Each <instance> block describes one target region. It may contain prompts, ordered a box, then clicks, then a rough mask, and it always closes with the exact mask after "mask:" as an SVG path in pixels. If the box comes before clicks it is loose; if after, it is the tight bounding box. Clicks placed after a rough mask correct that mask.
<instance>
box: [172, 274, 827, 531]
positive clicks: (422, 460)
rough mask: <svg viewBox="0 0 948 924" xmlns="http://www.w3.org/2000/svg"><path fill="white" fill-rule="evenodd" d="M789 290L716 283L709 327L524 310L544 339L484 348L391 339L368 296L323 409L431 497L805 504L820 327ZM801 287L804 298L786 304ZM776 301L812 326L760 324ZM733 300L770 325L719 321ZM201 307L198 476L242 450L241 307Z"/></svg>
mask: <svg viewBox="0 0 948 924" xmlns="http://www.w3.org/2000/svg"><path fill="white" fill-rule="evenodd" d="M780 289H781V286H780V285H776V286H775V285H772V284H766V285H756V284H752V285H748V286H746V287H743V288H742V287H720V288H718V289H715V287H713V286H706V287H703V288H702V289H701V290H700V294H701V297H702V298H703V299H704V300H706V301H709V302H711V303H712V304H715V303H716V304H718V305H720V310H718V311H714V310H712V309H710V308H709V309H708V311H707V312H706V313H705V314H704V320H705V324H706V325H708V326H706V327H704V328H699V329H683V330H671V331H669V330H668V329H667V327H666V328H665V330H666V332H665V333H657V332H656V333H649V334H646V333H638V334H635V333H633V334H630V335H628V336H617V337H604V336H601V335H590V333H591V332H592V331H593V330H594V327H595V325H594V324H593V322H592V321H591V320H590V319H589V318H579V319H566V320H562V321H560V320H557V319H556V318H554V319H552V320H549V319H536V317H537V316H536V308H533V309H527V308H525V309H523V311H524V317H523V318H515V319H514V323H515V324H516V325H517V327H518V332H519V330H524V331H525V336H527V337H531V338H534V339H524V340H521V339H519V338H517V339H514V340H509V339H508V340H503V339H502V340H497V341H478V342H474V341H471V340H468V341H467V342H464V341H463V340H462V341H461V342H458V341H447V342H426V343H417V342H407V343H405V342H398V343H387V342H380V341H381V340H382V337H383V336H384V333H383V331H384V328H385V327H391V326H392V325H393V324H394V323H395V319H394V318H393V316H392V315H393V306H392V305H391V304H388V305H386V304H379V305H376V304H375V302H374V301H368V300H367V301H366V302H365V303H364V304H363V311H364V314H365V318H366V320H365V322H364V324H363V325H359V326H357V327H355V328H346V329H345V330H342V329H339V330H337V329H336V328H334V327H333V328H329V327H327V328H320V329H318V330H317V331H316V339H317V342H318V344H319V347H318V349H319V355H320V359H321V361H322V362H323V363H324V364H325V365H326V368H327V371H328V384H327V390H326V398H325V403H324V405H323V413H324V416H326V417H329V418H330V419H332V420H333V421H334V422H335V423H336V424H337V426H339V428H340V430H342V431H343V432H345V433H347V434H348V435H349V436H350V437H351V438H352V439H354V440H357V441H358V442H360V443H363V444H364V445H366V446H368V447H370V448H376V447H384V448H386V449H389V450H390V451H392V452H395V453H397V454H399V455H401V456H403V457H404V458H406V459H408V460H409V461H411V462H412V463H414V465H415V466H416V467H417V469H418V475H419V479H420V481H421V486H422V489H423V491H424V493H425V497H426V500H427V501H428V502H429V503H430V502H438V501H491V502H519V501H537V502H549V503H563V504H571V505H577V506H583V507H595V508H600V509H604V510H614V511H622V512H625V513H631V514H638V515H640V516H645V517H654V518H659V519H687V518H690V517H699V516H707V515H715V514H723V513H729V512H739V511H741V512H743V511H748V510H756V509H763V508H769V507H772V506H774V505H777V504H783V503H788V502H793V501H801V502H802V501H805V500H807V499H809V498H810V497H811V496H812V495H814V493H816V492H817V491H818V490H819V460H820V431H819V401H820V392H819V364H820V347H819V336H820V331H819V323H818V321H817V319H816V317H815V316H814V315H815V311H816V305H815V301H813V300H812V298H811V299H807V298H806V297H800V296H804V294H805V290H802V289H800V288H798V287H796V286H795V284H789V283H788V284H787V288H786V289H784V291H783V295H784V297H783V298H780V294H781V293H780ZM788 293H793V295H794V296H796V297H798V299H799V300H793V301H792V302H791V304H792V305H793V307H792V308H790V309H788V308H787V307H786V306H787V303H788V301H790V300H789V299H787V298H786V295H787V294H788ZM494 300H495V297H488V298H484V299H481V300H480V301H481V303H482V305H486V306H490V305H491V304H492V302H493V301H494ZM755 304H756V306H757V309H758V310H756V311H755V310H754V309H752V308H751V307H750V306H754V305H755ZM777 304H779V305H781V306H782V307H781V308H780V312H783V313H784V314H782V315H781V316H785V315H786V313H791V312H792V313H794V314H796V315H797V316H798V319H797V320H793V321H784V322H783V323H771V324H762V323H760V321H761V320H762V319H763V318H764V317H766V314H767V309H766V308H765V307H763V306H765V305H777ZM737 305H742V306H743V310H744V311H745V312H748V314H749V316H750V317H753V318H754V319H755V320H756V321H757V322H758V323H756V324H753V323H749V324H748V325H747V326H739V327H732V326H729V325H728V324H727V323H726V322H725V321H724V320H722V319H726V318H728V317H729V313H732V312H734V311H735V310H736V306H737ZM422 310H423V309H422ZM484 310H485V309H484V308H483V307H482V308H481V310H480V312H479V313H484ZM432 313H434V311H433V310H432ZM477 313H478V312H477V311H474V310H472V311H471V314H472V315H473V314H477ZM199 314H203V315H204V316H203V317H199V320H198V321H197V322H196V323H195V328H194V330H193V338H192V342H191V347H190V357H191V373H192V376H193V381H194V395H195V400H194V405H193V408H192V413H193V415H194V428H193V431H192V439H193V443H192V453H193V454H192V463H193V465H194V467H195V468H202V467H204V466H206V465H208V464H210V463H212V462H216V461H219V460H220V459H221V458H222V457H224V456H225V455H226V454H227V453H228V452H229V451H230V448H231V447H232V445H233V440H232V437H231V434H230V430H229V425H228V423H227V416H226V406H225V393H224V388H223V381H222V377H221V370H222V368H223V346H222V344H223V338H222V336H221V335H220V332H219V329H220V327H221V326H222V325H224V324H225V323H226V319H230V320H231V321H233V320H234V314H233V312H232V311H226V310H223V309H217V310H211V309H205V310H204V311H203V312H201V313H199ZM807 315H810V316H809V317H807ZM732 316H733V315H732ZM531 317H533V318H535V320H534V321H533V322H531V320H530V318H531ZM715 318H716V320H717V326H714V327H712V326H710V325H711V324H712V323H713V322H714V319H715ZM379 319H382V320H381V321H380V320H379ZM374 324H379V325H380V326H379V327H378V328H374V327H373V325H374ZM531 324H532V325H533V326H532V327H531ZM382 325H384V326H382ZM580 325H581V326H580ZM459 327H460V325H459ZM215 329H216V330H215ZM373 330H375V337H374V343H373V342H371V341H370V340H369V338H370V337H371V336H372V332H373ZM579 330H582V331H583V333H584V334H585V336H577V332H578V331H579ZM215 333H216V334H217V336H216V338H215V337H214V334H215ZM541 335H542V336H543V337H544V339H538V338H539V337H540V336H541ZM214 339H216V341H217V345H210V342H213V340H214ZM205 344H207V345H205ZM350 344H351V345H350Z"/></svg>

» What is required
Please output the records shown above, with every character intact.

» Task result
Each <instance> block describes one target region. It may contain prompts, ordered a box, then clicks, then a rough mask, and it always closes with the exact mask after "mask:" as an SVG path in pixels. If the box comes before clicks it is loose; if after, it is the tight bounding box. Clicks placed after a rough mask correct that mask.
<instance>
box: [172, 274, 827, 531]
positive clicks: (422, 460)
rough mask: <svg viewBox="0 0 948 924" xmlns="http://www.w3.org/2000/svg"><path fill="white" fill-rule="evenodd" d="M789 290L716 283L709 327L524 310L544 339L484 348L391 339L368 296L323 409L431 497L805 504L820 327ZM801 287L804 298L786 304ZM776 301L812 326L760 324ZM733 300L770 325L719 321ZM201 307L198 476L242 450L241 307Z"/></svg>
mask: <svg viewBox="0 0 948 924" xmlns="http://www.w3.org/2000/svg"><path fill="white" fill-rule="evenodd" d="M780 289H781V286H780V285H776V286H775V285H772V284H766V285H756V284H752V285H748V286H746V287H743V288H742V287H720V288H718V289H715V287H713V286H706V287H703V288H702V289H701V290H700V294H701V297H702V298H703V299H704V300H706V301H709V302H711V303H712V304H715V303H716V304H718V305H720V310H718V311H714V310H712V309H710V308H709V309H708V311H707V312H706V313H705V314H704V320H705V324H706V325H708V326H706V327H704V328H699V329H683V330H671V331H669V330H668V329H667V327H666V328H665V330H666V332H665V333H657V332H656V333H649V334H646V333H638V334H635V333H633V334H630V335H628V336H617V337H604V336H601V335H590V333H591V332H592V331H593V330H594V327H595V325H594V324H593V322H592V321H591V320H590V319H589V318H579V319H566V320H562V321H560V320H557V319H556V318H554V319H552V320H549V319H536V317H537V316H536V308H533V309H527V308H525V309H523V311H524V317H523V318H515V319H514V323H515V324H516V325H517V327H518V332H519V330H524V331H525V336H527V337H531V338H534V339H524V340H521V339H519V338H517V339H514V340H509V339H508V340H503V339H502V340H497V341H478V342H474V341H471V340H468V341H467V342H464V341H463V340H462V341H461V342H458V341H447V342H426V343H417V342H407V343H405V342H398V343H387V342H380V341H381V340H382V337H383V336H384V333H383V331H384V328H385V327H391V326H392V325H393V324H394V323H395V319H394V318H393V316H392V315H393V306H392V305H391V304H388V305H386V304H379V305H376V304H375V302H374V301H368V300H367V301H366V302H365V303H364V304H363V311H364V314H365V318H366V320H365V322H364V324H363V325H359V326H357V327H355V328H346V329H345V330H342V329H339V330H337V329H336V328H334V327H333V328H329V327H327V328H320V329H318V330H317V331H316V339H317V342H318V344H319V347H318V349H319V355H320V359H321V361H322V362H323V363H324V364H325V365H326V368H327V371H328V384H327V390H326V398H325V403H324V405H323V413H324V416H326V417H329V418H330V419H332V420H333V421H334V422H335V423H336V424H337V426H339V428H340V430H342V431H343V432H345V433H347V434H348V435H349V436H350V437H351V438H352V439H354V440H357V441H358V442H360V443H363V444H364V445H366V446H368V447H370V448H376V447H384V448H386V449H389V450H390V451H392V452H395V453H397V454H399V455H401V456H403V457H404V458H406V459H408V460H409V461H411V462H412V463H414V465H415V466H416V467H417V469H418V475H419V479H420V481H421V486H422V489H423V491H424V493H425V497H426V500H427V501H428V502H429V503H430V502H438V501H491V502H519V501H537V502H549V503H563V504H571V505H577V506H583V507H595V508H600V509H604V510H614V511H622V512H625V513H631V514H638V515H640V516H645V517H654V518H659V519H687V518H690V517H699V516H707V515H715V514H723V513H729V512H739V511H741V512H743V511H748V510H756V509H763V508H769V507H772V506H774V505H777V504H783V503H788V502H793V501H801V502H802V501H805V500H807V499H809V498H810V497H811V496H812V495H814V493H816V492H817V491H818V490H819V460H820V431H819V401H820V392H819V364H820V347H819V336H820V331H819V323H818V321H817V319H816V317H815V316H814V315H815V311H816V305H815V301H813V300H812V298H811V299H807V298H806V297H800V296H804V294H805V290H802V289H800V288H798V287H796V286H795V284H789V283H788V284H787V288H786V289H784V291H783V295H784V297H783V298H780V294H781V293H780ZM788 293H793V295H794V296H796V297H798V299H799V300H793V301H792V302H791V304H792V305H793V307H792V308H790V309H788V308H787V307H786V306H787V303H788V301H790V300H789V299H787V298H786V295H787V294H788ZM494 300H495V297H488V298H484V299H481V300H480V301H481V303H482V305H486V306H490V305H491V304H492V302H493V301H494ZM755 304H756V306H757V309H758V310H756V311H755V310H754V309H752V308H751V307H750V306H754V305H755ZM777 304H779V305H781V306H782V307H781V308H780V312H783V313H784V314H782V315H781V316H785V315H786V313H791V312H792V313H794V314H796V315H797V316H798V319H797V320H793V321H784V322H783V323H771V324H762V323H760V321H761V320H762V319H763V318H764V317H766V314H767V309H766V308H765V307H763V306H765V305H777ZM737 305H742V306H743V310H744V311H745V312H748V314H749V316H750V317H753V318H754V319H755V320H756V321H757V322H758V323H756V324H753V323H749V324H748V325H747V326H739V327H732V326H729V325H728V324H727V323H726V322H725V321H724V320H722V319H726V318H728V317H729V313H732V312H734V311H735V310H736V306H737ZM422 310H423V309H422ZM484 310H485V309H484V308H483V307H482V308H481V310H480V312H479V313H484ZM432 313H434V311H433V310H432ZM477 313H478V312H477V311H474V310H472V311H471V314H472V315H473V314H477ZM199 314H203V315H204V316H203V317H199V320H198V321H197V322H196V323H195V328H194V330H193V338H192V342H191V347H190V357H191V373H192V376H193V381H194V395H195V400H194V405H193V408H192V413H193V415H194V428H193V431H192V439H193V443H192V453H193V454H192V463H193V465H194V467H195V468H202V467H204V466H206V465H208V464H210V463H212V462H216V461H219V460H220V459H221V458H222V457H224V456H225V455H226V454H227V453H228V452H229V451H230V448H231V447H232V445H233V440H232V437H231V434H230V430H229V425H228V423H227V416H226V406H225V393H224V388H223V381H222V377H221V370H222V368H223V346H222V344H223V338H222V336H221V335H220V332H219V329H220V327H221V326H222V325H224V324H225V323H226V319H230V320H231V321H233V320H234V314H233V312H232V311H226V310H223V309H217V310H211V309H205V310H204V311H203V312H201V313H199ZM807 315H810V316H809V317H807ZM732 316H733V315H732ZM531 317H533V318H535V320H534V321H533V322H531V320H530V318H531ZM715 318H716V320H717V326H714V327H712V326H710V325H711V324H712V323H713V322H714V319H715ZM379 319H382V320H381V321H380V320H379ZM374 324H379V325H380V326H379V327H378V328H374V327H373V325H374ZM531 324H532V325H533V326H532V327H531ZM382 325H384V326H382ZM580 325H581V326H580ZM459 327H460V325H459ZM215 329H216V330H215ZM373 330H375V337H374V343H373V342H371V341H370V340H369V338H370V337H371V336H372V332H373ZM579 330H582V331H583V333H584V334H585V336H577V332H578V331H579ZM215 333H216V334H217V336H216V338H215V337H214V334H215ZM541 335H542V336H543V337H544V339H538V338H539V337H540V336H541ZM214 339H216V341H217V345H210V342H213V340H214ZM205 344H207V345H205ZM350 344H351V345H350Z"/></svg>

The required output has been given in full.